-------- PASSAGE FOR REVIEW --------
How to Help Someone in Need
If you know or suspect that a family member, friend or work colleague is experiencing domestic violence, it can be difficult to know what to do. It can be very upsetting to find out that someone is hurting a person you care about. Your first instinct might be to want to protect your friend or family member, but intervening can actually be dangerous for both you and the victim. Of course, this does not mean you should ignore it. There are things you can do to help make the victim and any children safer. If you witness an assault, please call 911 and report the situation.
It is important to remember that:
- Domestic violence is a crime; it is unacceptable.
- Domestic violence is very common. One in three women experiences domestic violence at some point in her life and an abused woman may live with domestic violence for years before she tells anyone or seeks help.
- Domestic violence is very dangerous.
- All women have the right to live without fear of violence and abuse.
- The abuser is solely responsible for his abusive behaviour. * The woman is not to blame; the abuser chooses to abuse.
- When you see domestic violence and you do nothing about it, you are, in fact, perpetuating the problem.
- Your inaction causes abusers to confirm that their behavior is acceptable and shows victims that domestic violence is to be tolerated when it is not acceptable behavior.
-------- DATA FOR REVIEW --------
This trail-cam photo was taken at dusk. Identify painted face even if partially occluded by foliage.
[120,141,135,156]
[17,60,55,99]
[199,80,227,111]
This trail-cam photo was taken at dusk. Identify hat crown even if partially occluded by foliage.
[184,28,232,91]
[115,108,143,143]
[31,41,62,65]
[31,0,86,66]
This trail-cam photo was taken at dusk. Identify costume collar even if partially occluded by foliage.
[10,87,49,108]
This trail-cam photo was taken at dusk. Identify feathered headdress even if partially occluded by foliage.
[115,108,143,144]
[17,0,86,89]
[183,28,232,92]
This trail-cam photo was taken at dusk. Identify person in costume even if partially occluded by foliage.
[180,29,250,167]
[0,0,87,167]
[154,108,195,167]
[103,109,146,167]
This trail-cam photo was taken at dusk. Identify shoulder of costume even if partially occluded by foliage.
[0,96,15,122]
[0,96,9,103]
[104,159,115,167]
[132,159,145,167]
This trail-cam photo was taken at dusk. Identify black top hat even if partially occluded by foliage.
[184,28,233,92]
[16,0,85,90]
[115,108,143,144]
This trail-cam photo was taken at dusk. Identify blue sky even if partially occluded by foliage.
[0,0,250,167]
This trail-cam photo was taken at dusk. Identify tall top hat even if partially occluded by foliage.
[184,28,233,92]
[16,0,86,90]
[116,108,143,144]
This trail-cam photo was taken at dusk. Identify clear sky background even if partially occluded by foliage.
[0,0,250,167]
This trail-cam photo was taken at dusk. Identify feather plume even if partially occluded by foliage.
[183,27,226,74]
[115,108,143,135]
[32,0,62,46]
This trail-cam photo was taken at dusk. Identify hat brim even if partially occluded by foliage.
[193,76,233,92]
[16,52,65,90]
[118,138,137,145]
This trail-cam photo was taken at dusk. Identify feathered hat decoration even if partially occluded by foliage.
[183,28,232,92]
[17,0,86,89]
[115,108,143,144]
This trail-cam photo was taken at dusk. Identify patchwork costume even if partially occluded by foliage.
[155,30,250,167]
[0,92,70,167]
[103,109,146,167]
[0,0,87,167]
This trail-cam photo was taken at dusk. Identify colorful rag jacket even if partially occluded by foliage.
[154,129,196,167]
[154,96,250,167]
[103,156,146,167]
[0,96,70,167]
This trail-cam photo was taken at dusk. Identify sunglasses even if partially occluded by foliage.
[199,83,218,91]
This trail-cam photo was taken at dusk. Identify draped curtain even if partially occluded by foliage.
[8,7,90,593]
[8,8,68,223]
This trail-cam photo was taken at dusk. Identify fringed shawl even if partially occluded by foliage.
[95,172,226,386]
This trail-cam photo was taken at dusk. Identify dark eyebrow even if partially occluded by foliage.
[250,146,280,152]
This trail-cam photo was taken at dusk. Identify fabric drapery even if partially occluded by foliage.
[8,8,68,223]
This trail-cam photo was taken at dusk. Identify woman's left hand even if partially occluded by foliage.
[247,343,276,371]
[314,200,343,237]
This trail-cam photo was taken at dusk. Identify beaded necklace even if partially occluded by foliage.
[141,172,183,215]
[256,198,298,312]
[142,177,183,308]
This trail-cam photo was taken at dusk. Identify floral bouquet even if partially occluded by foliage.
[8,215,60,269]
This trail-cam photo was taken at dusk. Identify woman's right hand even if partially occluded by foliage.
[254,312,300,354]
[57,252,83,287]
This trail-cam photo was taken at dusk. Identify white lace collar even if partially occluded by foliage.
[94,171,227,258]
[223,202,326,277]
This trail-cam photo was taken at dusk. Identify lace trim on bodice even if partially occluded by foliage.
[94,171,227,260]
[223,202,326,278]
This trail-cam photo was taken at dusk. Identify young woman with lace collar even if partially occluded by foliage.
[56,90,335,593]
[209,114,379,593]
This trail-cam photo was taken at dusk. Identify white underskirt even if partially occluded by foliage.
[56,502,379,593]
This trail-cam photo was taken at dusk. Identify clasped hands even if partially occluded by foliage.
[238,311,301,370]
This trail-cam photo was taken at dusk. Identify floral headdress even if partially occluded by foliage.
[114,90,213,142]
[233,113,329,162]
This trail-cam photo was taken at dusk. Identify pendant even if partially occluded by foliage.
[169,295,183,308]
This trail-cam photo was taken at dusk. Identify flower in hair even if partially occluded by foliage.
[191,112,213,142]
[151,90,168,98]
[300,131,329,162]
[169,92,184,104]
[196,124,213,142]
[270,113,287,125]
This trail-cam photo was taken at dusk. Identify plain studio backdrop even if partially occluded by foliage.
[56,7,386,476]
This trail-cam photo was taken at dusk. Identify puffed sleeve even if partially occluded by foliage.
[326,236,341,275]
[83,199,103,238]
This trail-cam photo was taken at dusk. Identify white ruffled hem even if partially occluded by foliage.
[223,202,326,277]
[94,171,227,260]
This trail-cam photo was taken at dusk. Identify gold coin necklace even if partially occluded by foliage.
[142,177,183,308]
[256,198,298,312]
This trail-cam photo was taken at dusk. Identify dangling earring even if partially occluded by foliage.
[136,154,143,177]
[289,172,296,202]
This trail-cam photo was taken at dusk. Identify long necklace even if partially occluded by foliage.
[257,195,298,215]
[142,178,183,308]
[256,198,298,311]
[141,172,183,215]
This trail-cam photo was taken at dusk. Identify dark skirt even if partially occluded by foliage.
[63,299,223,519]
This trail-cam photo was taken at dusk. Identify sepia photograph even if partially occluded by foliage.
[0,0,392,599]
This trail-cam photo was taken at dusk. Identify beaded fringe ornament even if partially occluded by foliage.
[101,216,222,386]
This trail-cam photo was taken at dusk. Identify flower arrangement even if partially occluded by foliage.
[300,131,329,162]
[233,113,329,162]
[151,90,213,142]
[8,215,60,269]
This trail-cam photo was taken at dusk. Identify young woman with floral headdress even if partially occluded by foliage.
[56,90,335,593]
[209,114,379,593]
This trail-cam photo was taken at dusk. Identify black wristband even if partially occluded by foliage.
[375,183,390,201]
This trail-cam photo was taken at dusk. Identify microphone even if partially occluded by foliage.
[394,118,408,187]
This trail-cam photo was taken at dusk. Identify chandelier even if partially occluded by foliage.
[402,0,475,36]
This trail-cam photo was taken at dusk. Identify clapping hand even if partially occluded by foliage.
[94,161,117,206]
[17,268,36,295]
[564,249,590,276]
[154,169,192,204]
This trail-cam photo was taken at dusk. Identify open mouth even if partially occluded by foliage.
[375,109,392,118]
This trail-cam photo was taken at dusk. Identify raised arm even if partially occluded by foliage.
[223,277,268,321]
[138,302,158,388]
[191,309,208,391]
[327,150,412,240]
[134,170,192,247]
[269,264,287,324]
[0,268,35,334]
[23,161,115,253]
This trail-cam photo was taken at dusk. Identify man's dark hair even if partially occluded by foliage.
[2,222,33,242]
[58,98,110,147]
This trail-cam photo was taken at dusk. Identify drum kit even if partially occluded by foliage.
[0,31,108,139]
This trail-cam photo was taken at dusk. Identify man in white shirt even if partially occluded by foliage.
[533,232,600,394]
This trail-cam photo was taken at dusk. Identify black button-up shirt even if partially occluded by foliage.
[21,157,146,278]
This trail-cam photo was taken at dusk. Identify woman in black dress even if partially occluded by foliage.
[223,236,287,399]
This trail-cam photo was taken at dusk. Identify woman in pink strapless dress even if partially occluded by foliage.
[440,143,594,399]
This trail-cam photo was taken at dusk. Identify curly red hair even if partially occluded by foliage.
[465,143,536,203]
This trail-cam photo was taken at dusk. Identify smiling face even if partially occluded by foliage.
--------
**ASSIGNMENT A**
Edit the section of the domestic violence guide that begins with the words containing "- All women" and ends with "chooses to abuse.", writing it out again with "fear" swapped for "threat".
**ASSIGNMENT B**
In the domestic violence guide, shorten the paragraph beginning "If you know or suspect" while keeping its main facts.
Work only from the text on domestic violence; leave the data aside.

**EXPECTED OUTPUT A**
- All women have the right to live without threat of violence and abuse.
- The abuser is solely responsible for his abusive behaviour. * The woman is not to blame; the abuser chooses to abuse.

**EXPECTED OUTPUT B**
Learning that a family member, friend or colleague is facing domestic violence is upsetting, and it can be hard to know what to do. Stepping in to protect them can put both you and the victim in danger. That doesn't mean ignoring it, because you can still help make the victim and any children safer. If you see an assault, call 911.